▶ TAREAS PENDIENTES
a. Responde a estas preguntas según el texto sobre la marinera Coto Azpiazu:
(i) ¿Quién decidió no renovar el compromiso de la marinera con las Fuerzas Armadas?
(ii) ¿Qué tribunal dio la razón al Ministerio de Defensa?
(iii) ¿Qué limitación padece la actora, según la sentencia?
b. Devuelve sin cambios el fragmento del texto sobre la marinera Coto Azpiazu que comienza en "En la sentencia, a" y termina en "marinera Coto Azpiazu.".

▶ TEXTO SELECCIONADO
▼▼▼

Tras unos meses de baja, y cuando llegó la hora de que todos los contratos temporales por los que había pasado se convirtieran en uno fijo, el almirante jefe de Personal decidió no renovar el compromiso de la marinera Coto Azpiazu con las Fuerzas Armadas. Los argumentos esgrimidos por el almirante en su resolución, en base al Reglamento de Evaluaciones y Ascensos del Personal Militar Profesional y otras normativas, son que la marinera tenía «limitación para ocupar determinados destinos que requieran ejercicios físicos intensos y marchas prolongadas», que «se considerarán como 'no idóneos' los evaluados que presenten [...] limitaciones a resultas de un expediente de determinación de insuficiencia de condiciones psicofísicias» y que «dicha limitación le impide el desarrollo de la trayectoria profesional regulada en la Armada de forma satisfactoria». A Lia le pareció «una injusticia». Y decidió recurrir. Ahora el Tribunal Superior de Justicia (TSJ) de Murcia le ha arreado otro bofetón y ha dado la razón al Ministerio de Defensa.
En la sentencia, a la que ha tenido acceso 'La Verdad', el juez hace suyo el razonamiento del abogado del Estado y reitera que «la limitación que padece la actora (diabetes), como dice el almirante en su resolución, 'le impide el desarrollo de la trayectoria profesional regulada en la Armada de forma satisfactoria» Asimismo, añade que «lo determinante en orden a la ampliación o concesión de un nuevo compromiso no es la genérica 'utilidad para el servicio', sino su 'idoneidad' para desempeñarlo», y explica que las juntas de evaluación consideraron 'no idónea' a la marinera Coto Azpiazu.

▲▲▲

(Registros de datos)
▼▼▼

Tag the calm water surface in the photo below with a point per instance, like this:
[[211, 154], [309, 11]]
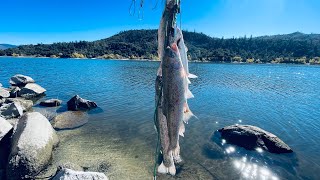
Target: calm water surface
[[120, 139]]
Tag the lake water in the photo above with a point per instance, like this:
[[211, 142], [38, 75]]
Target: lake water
[[120, 139]]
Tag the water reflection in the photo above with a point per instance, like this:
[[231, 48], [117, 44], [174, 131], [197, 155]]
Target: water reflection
[[250, 170]]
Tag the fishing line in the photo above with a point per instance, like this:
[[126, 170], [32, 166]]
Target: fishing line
[[140, 17], [132, 5]]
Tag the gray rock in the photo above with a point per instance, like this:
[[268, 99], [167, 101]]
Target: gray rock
[[77, 103], [51, 103], [2, 100], [13, 121], [68, 174], [32, 143], [251, 137], [11, 110], [69, 165], [5, 127], [4, 93], [70, 120], [26, 104], [31, 90], [14, 91], [20, 80]]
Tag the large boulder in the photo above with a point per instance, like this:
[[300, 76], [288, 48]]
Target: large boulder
[[77, 103], [68, 174], [11, 110], [14, 91], [31, 90], [20, 80], [251, 137], [5, 127], [4, 93], [26, 104], [51, 103], [32, 143], [70, 120]]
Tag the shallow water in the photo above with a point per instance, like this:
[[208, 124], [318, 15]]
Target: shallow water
[[120, 139]]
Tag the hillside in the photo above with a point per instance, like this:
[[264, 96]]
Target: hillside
[[136, 44], [6, 46]]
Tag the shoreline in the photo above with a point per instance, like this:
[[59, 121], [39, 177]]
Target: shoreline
[[150, 60]]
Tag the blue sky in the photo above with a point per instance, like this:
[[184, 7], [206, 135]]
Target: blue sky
[[47, 21]]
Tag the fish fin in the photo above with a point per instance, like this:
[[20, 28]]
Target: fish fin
[[192, 76], [189, 94], [176, 154], [178, 159], [188, 81], [162, 169], [159, 72], [187, 114], [172, 170], [182, 129]]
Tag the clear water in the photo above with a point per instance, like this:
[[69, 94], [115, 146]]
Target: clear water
[[120, 139]]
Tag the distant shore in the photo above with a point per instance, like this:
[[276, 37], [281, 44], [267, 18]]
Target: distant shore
[[152, 60]]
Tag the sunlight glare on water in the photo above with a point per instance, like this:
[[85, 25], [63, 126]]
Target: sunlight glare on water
[[119, 139]]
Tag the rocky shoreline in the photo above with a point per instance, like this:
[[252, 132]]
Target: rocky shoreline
[[28, 138]]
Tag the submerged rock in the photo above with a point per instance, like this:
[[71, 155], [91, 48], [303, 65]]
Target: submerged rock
[[26, 104], [251, 137], [70, 120], [51, 103], [5, 127], [11, 110], [77, 103], [68, 174], [4, 93], [32, 144], [20, 80], [14, 91], [31, 90]]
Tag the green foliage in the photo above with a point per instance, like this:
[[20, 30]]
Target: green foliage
[[142, 44], [76, 55]]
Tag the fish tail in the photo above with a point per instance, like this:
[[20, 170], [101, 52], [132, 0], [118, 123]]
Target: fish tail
[[192, 76], [189, 94]]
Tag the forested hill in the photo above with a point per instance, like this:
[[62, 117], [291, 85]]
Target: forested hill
[[142, 44], [6, 46]]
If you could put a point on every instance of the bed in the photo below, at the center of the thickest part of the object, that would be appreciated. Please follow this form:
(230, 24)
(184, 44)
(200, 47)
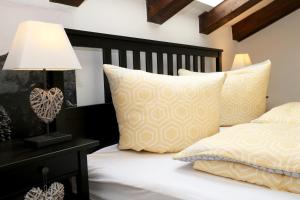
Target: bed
(115, 174)
(122, 175)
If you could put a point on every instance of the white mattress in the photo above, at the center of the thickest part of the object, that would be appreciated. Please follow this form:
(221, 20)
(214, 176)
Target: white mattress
(127, 175)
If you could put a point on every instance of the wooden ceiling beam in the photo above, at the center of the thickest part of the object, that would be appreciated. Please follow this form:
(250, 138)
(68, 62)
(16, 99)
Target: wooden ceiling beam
(159, 11)
(223, 13)
(75, 3)
(263, 18)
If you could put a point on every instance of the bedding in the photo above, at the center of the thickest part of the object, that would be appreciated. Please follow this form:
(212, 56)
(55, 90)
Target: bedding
(244, 93)
(160, 113)
(270, 148)
(127, 175)
(287, 113)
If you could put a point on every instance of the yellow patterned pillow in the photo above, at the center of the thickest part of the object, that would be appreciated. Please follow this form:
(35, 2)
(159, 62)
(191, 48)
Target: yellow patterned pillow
(253, 152)
(248, 174)
(287, 113)
(160, 113)
(244, 93)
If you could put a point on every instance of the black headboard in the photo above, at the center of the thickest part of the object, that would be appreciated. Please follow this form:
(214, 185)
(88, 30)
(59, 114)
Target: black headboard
(99, 121)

▲▲▲

▶ SOLUCIONES
a.
(i) El almirante jefe de Personal.
(ii) El Tribunal Superior de Justicia (TSJ) de Murcia.
(iii) Diabetes.

b.
En la sentencia, a la que ha tenido acceso 'La Verdad', el juez hace suyo el razonamiento del abogado del Estado y reitera que «la limitación que padece la actora (diabetes), como dice el almirante en su resolución, 'le impide el desarrollo de la trayectoria profesional regulada en la Armada de forma satisfactoria» Asimismo, añade que «lo determinante en orden a la ampliación o concesión de un nuevo compromiso no es la genérica 'utilidad para el servicio', sino su 'idoneidad' para desempeñarlo», y explica que las juntas de evaluación consideraron 'no idónea' a la marinera Coto Azpiazu.